Everything in the data should be repeated exactly, save for the images.

....................

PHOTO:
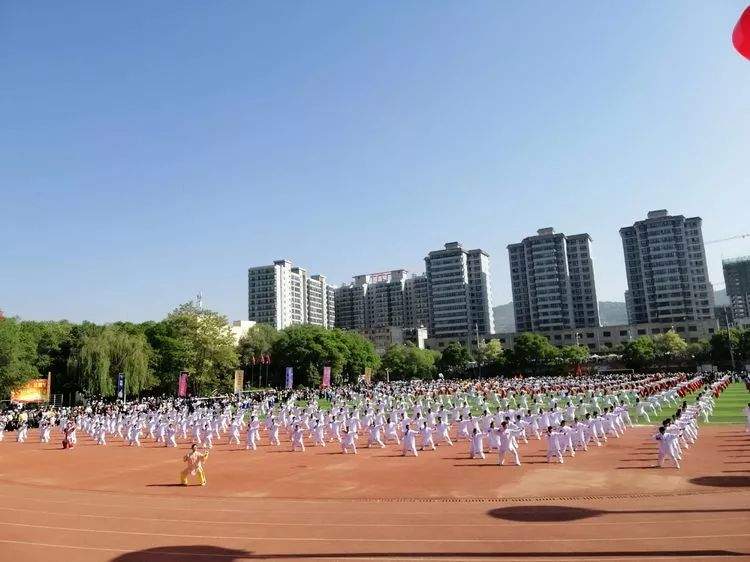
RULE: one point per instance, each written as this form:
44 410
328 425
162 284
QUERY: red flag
741 35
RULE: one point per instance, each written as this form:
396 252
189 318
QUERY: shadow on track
559 513
205 553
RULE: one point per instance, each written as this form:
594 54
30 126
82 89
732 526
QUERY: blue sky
149 150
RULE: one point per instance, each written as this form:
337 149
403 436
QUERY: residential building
606 339
284 295
552 277
737 281
383 337
416 302
239 328
667 276
460 298
372 301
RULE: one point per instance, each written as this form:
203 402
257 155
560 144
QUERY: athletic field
117 503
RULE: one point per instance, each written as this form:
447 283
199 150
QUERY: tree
200 343
307 349
17 357
113 350
573 355
455 358
490 354
699 352
743 346
407 361
359 354
721 343
639 353
51 345
257 342
532 352
669 347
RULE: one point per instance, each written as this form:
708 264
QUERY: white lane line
395 557
717 519
357 539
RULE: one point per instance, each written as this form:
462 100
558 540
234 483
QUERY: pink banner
182 384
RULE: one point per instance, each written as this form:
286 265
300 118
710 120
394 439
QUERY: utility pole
729 340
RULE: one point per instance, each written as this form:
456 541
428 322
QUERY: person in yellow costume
194 460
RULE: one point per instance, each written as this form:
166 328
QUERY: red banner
182 384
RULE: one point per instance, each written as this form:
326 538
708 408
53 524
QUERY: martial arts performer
194 460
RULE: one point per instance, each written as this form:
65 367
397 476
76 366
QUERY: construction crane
739 236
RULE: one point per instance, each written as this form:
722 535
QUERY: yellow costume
195 461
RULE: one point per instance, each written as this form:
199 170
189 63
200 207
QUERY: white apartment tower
284 295
665 263
552 277
460 298
386 299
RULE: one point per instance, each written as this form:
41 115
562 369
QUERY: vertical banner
121 386
289 377
239 380
182 384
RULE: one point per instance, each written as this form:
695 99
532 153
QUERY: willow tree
206 348
113 350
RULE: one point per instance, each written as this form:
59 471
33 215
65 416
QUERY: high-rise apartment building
416 302
377 300
552 277
665 263
737 280
460 298
284 295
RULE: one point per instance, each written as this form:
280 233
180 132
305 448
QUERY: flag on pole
239 380
121 386
741 34
182 384
289 377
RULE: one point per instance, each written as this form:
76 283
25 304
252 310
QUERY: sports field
117 503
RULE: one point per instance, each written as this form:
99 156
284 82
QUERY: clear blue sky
149 150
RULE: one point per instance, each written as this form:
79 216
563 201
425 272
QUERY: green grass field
728 407
730 404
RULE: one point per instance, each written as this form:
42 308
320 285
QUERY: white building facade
665 263
552 277
459 291
284 295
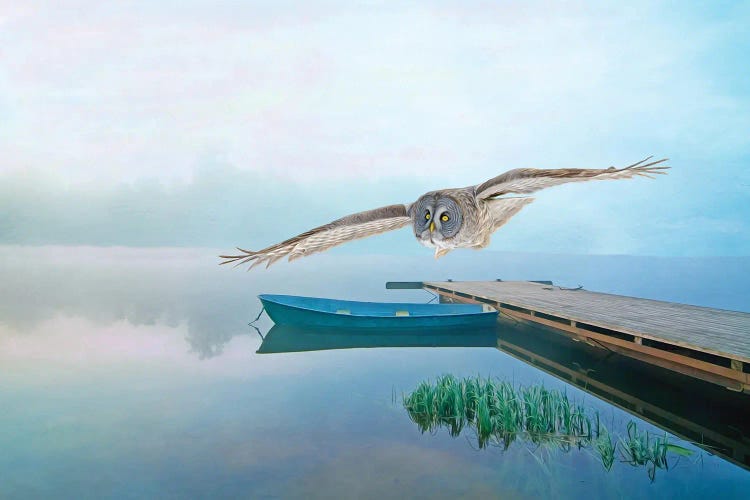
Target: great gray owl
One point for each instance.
(444, 219)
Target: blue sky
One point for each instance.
(242, 123)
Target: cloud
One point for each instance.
(112, 118)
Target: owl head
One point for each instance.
(436, 217)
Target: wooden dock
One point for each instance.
(709, 344)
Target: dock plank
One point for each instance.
(715, 331)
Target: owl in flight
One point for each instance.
(443, 219)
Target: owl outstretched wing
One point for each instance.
(528, 180)
(351, 227)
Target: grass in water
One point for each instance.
(500, 414)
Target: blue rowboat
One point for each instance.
(331, 313)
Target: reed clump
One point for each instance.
(500, 413)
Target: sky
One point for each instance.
(223, 123)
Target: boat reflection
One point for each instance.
(282, 338)
(711, 417)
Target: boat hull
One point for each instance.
(330, 313)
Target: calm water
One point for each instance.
(133, 373)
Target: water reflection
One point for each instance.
(283, 338)
(708, 416)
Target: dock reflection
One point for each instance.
(712, 417)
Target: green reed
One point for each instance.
(500, 414)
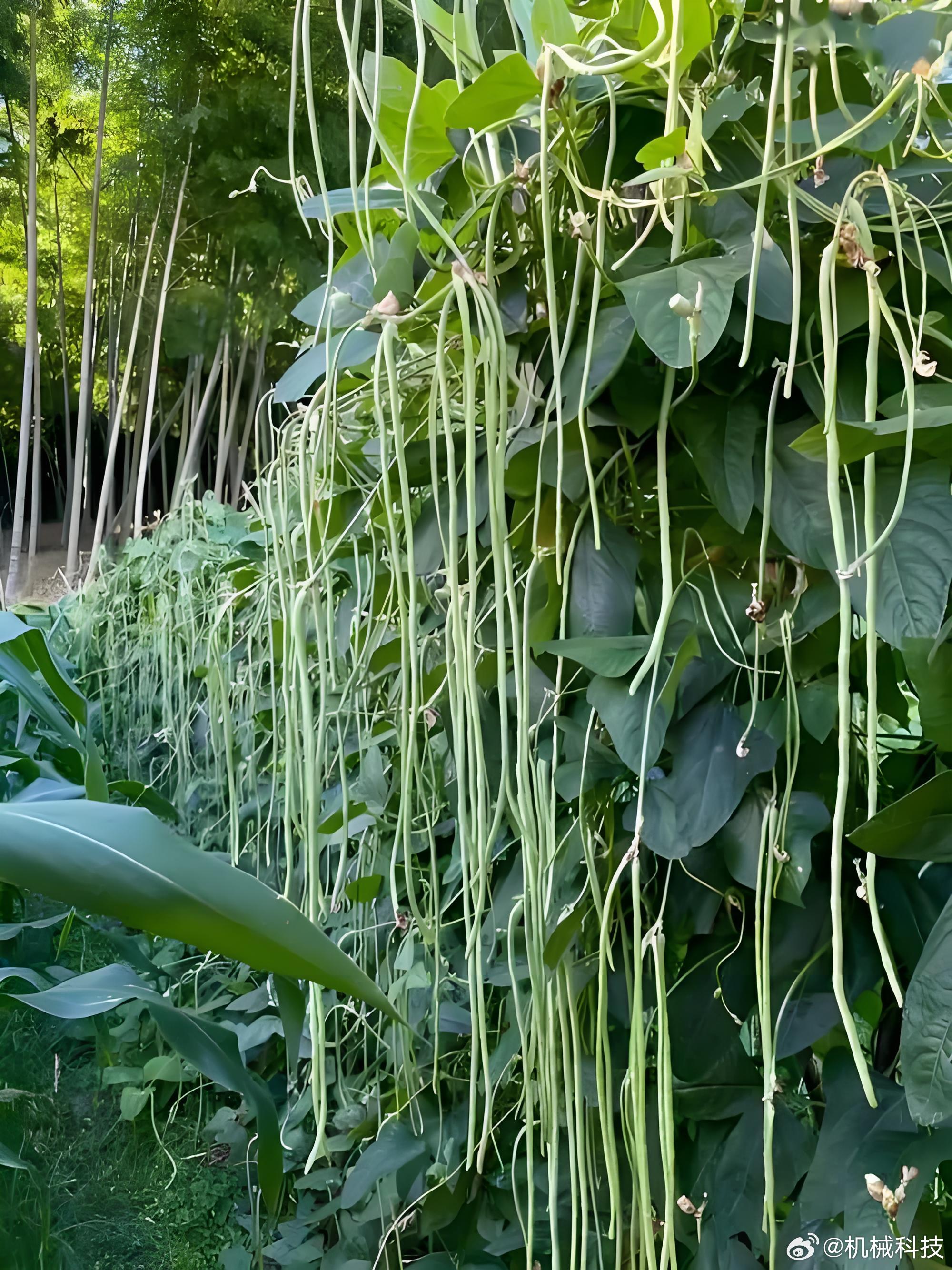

....................

### Answer to this exercise
PHOTO:
RULE: one point per instance, each written as this form:
44 410
328 425
162 284
QUERY: red flag
741 35
RULE: one point per instance, each written as this form:
396 252
189 318
QUERY: shadow on track
559 513
205 553
RULE: one point per instance, each written as this form:
594 54
30 126
82 89
732 526
QUERY: blue sky
149 150
RULE: one point per instance, each written as this form:
337 149
403 436
QUERY: residential building
606 339
284 295
552 277
737 281
383 337
416 302
239 328
667 276
460 298
372 301
RULE: one point per instance, each written as this form:
203 402
257 155
560 144
QUERY: athletic field
117 503
RULE: one point per instance, each written as this form:
447 283
199 150
QUERY: tree
200 343
307 349
17 357
113 350
573 355
455 358
490 354
699 352
743 346
407 361
359 354
721 343
639 353
51 345
257 342
532 352
669 347
RULE: one point per instance, each written as this form:
708 264
QUERY: white lane line
395 557
717 519
357 539
RULE: one point per instance, each written as this form:
462 100
558 540
234 483
QUERY: pink banner
182 384
RULE: one point per instance, each written as this form:
286 265
300 118
710 120
394 439
QUERY: utility pole
729 340
RULE: one point per instance, each written as this form:
456 541
428 322
QUERY: person in yellow costume
194 460
RULE: one point per instance, each written as this form:
166 328
QUERY: red banner
182 384
RULE: one point per instance, each written as this form:
326 538
708 408
53 524
QUERY: martial arts performer
194 460
RULE: one point per instance, each written as this form:
65 367
397 476
76 366
QUERY: construction crane
739 236
RULE: one point per instance, each written as this form:
722 535
QUERY: yellow costume
195 461
RULE: one point per instance, each written as this form:
199 170
189 63
200 207
QUERY: white apartment tower
284 295
665 263
552 277
460 298
386 299
RULE: one point per instance, each written as this form:
41 115
562 369
QUERY: vertical banner
121 386
289 377
239 380
182 384
RULE: one point per instance, each written as this form:
695 99
532 153
QUERY: willow tree
206 348
113 350
RULE: one point per instance, each written as this form:
59 471
33 215
65 416
QUERY: high-rise apartment building
416 302
377 300
552 277
665 263
737 280
460 298
284 295
RULE: one point per instance, each written as this form:
280 233
180 132
305 448
QUERY: flag on pole
239 380
121 386
741 34
182 384
289 377
RULE: one point per instance, each written as this form:
76 283
25 304
252 310
QUERY: sports field
117 503
RULE: one point per instance, each written as this form:
99 156
284 82
QUERY: clear blue sky
149 150
RULE: one point per instance, each written as this form:
79 216
563 201
425 272
QUERY: green grass field
728 407
730 404
RULE: one point per instance, each written as this form:
42 308
320 285
QUERY: white building facade
665 263
552 277
459 291
284 295
Target: great gray owl
One point for each instance.
(444, 219)
Target: blue sky
One point for each instance.
(242, 123)
Target: cloud
One point for each instance.
(112, 118)
Target: owl head
One point for each instance.
(436, 217)
Target: wooden dock
One point for each instance.
(709, 344)
Target: dock plank
One point for each instance.
(715, 331)
Target: owl in flight
One point for each instance.
(443, 219)
Target: owl outstretched wing
One point for each instance.
(528, 180)
(351, 227)
Target: grass in water
One point for each instance.
(500, 414)
Target: blue rowboat
One point for each instance.
(331, 313)
Target: reed clump
One point for each instance.
(500, 413)
Target: sky
One point for each instance.
(223, 123)
Target: boat reflection
One point for each instance.
(282, 338)
(711, 417)
Target: boat hull
One point for each instance.
(330, 313)
Target: calm water
One point for each instance.
(133, 373)
Target: water reflection
One point for each instance.
(283, 338)
(708, 416)
Target: dock reflection
One point for each instance.
(712, 417)
Target: green reed
One point for each instance.
(500, 414)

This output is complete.